## EXERCISE OBJECTIVE
Scan the listing below. Copy each line that contains "wall".

## PROVIDED RECORDS
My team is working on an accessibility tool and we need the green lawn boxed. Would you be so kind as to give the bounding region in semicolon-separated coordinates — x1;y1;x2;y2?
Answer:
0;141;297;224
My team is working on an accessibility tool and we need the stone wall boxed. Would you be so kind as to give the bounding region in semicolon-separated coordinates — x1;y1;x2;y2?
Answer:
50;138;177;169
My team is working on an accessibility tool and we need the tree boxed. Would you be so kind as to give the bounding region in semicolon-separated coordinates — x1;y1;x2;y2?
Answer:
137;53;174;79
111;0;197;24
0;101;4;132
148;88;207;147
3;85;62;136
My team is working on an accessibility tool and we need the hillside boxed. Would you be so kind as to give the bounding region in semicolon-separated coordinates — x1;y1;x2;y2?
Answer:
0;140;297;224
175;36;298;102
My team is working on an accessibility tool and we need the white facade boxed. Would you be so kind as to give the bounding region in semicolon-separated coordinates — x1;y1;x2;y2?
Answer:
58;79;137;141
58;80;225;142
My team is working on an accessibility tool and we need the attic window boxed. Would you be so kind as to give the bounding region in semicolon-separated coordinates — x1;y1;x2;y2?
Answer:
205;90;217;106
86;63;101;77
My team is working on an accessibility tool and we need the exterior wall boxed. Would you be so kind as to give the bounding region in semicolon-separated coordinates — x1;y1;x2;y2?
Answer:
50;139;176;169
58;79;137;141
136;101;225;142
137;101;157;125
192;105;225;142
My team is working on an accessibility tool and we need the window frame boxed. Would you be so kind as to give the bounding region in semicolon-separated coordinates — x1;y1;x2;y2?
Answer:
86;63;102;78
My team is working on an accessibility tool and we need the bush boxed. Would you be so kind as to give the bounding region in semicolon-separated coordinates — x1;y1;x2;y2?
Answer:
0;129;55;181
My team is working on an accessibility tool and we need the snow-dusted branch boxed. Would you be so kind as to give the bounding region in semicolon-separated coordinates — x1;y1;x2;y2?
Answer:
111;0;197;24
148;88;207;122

## EXERCISE SOLUTION
My team is working on an accessibility tool and we need the stone wall boxed. Would you be so kind as to give the bounding region in semicolon-separated coordinates — x1;y1;x2;y2?
My team is working on an accessibility tool and we need the exterior wall boxed. Would you be so kind as to give the bounding region in semicolon-separated coordinates — x1;y1;x2;y2?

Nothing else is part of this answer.